Royal Derby Hospital has deployed an electronic prescribing and medicines administration (ePMA) system from DXC Technology.

The aim was to alert doctors to genuine prescribing dangers and forms part of a wider electronic patient record programme.

Deployment of the ePMA component of DXC’s EPRLorenzo, has already started at the Derbyshire Children’s Hospital and will extend to all inpatient areas in Derby, replacing an outdated electronic prescribing system.

Debbie Loke, deputy CIO at the University Hospitals of Derby and Burton NHS Foundation Trust, said: “Enabling safer, faster and more informed prescribing for busy doctors and nurses and the patients they look after is a core ambition in our transition to Lorenzo ePMA.

“Unlike most hospitals embarking on digitisation programmes with the Lorenzo EPR, electronic prescribing is not new for us.

“However, staff will benefit from a much more intuitive, mature and connected system, configured around their workflow. This will better guide their decisions and alert them to real risks.”

The new ePMA system will sit alongside several specialist prescribing systems used in areas such as oncology and critical care. It will integrate with crucial patient information held in the trust’s EPR, facilitating suggestions and alerts based on an individual patient’s circumstances.

**SET OF TASKS**
1. Print the passage of the Royal Derby Hospital e-prescribing article starting at "Debbie Loke, deputy" and ending at "to Lorenzo ePMA.".
2. Continue the Royal Derby Hospital e-prescribing article from the point where it stops.

**PROVIDED INFORMATION**
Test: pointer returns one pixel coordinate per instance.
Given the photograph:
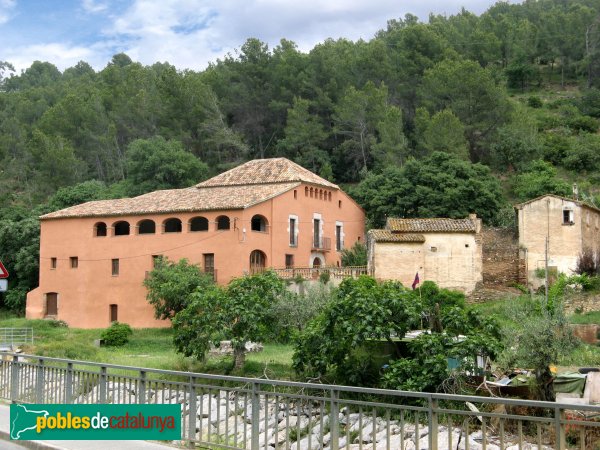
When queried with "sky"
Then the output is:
(190, 33)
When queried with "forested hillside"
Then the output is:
(460, 114)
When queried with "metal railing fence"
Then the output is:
(225, 412)
(15, 336)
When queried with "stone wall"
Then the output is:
(582, 303)
(500, 257)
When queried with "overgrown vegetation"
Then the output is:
(338, 344)
(116, 335)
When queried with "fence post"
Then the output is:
(433, 424)
(14, 379)
(559, 415)
(254, 444)
(102, 385)
(142, 388)
(39, 382)
(69, 384)
(334, 420)
(193, 411)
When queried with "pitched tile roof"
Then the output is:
(261, 171)
(439, 225)
(388, 236)
(567, 199)
(178, 200)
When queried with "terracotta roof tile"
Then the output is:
(178, 200)
(388, 236)
(261, 171)
(439, 225)
(567, 199)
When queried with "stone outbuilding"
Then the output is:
(568, 226)
(446, 251)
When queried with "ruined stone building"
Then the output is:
(446, 251)
(568, 226)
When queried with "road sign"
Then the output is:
(3, 271)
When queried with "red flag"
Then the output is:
(416, 281)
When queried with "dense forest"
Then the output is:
(459, 114)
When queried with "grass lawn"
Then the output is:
(147, 347)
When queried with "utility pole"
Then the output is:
(546, 261)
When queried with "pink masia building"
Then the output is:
(265, 213)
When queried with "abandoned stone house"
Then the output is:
(446, 251)
(566, 226)
(265, 213)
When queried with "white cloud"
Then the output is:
(93, 6)
(6, 10)
(59, 54)
(192, 33)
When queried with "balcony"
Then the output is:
(321, 245)
(309, 273)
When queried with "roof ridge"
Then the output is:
(266, 171)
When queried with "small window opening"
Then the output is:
(146, 227)
(172, 226)
(121, 228)
(114, 313)
(223, 223)
(258, 223)
(289, 261)
(115, 267)
(568, 217)
(100, 229)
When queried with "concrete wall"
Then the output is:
(543, 218)
(85, 292)
(452, 260)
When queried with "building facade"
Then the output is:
(265, 213)
(446, 251)
(566, 226)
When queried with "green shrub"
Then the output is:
(66, 349)
(535, 102)
(117, 334)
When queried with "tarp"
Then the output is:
(570, 383)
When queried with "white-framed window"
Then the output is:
(339, 236)
(293, 230)
(568, 216)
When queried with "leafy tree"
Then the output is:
(538, 179)
(170, 284)
(442, 132)
(241, 312)
(354, 256)
(363, 310)
(517, 143)
(539, 337)
(440, 185)
(159, 164)
(304, 136)
(472, 94)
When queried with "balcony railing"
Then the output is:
(308, 273)
(322, 244)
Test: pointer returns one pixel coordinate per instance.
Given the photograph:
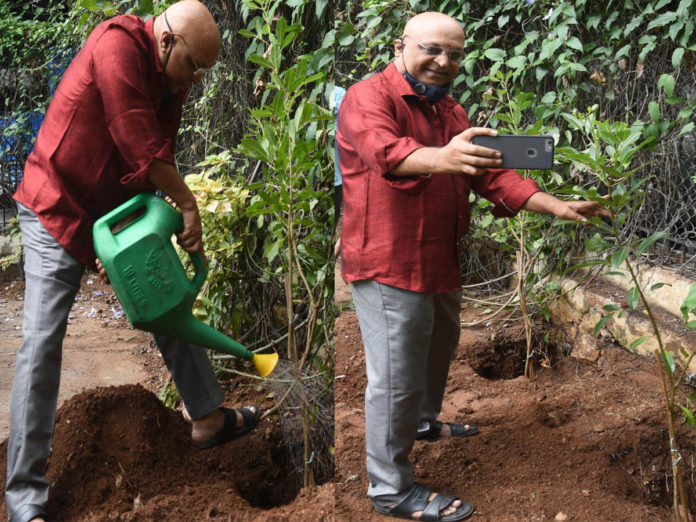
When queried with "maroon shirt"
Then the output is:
(110, 116)
(407, 231)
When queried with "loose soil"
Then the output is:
(119, 454)
(581, 443)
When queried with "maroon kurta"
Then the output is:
(110, 117)
(407, 231)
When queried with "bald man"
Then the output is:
(408, 167)
(108, 134)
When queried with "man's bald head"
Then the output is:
(188, 41)
(432, 22)
(424, 34)
(193, 21)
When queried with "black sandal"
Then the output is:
(230, 430)
(431, 431)
(28, 512)
(416, 499)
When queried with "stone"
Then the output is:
(585, 349)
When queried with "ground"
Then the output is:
(583, 442)
(119, 454)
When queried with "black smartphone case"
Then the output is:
(520, 152)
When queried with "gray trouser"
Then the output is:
(52, 280)
(409, 339)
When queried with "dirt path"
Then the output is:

**YOUR WRITTEN ANSWERS**
1.
Debbie Loke, deputy CIO at the University Hospitals of Derby and Burton NHS Foundation Trust, said: “Enabling safer, faster and more informed prescribing for busy doctors and nurses and the patients they look after is a core ambition in our transition to Lorenzo ePMA.

2.
Going live with an ePMA system isn’t the only news to come from Derby.

The University Hospitals of Derby and Burton NHS Foundation Trust was formed by a merger of Derby Teaching Hospitals NHS Foundation Trust and Burton Hospitals NHS Foundation Trust in July 2018.

Loke recently spoke to Digital Health News about how the trust merged the EPRs from the former hospital trusts.

She explained how the newly formed trust was able to link up Derby’s Lorenzo EPR system and Burton’s Meditech one which meant each EPR system can now “translate patient ID”.

This allows clinicians to view patient information between hospital sites, even though they run on different EPR systems.

A similar project was carried out by West Suffolk Hospital NHS Foundation Trust and Cambridge University Hospitals NHS Foundation Trust (CUH) in April 2018.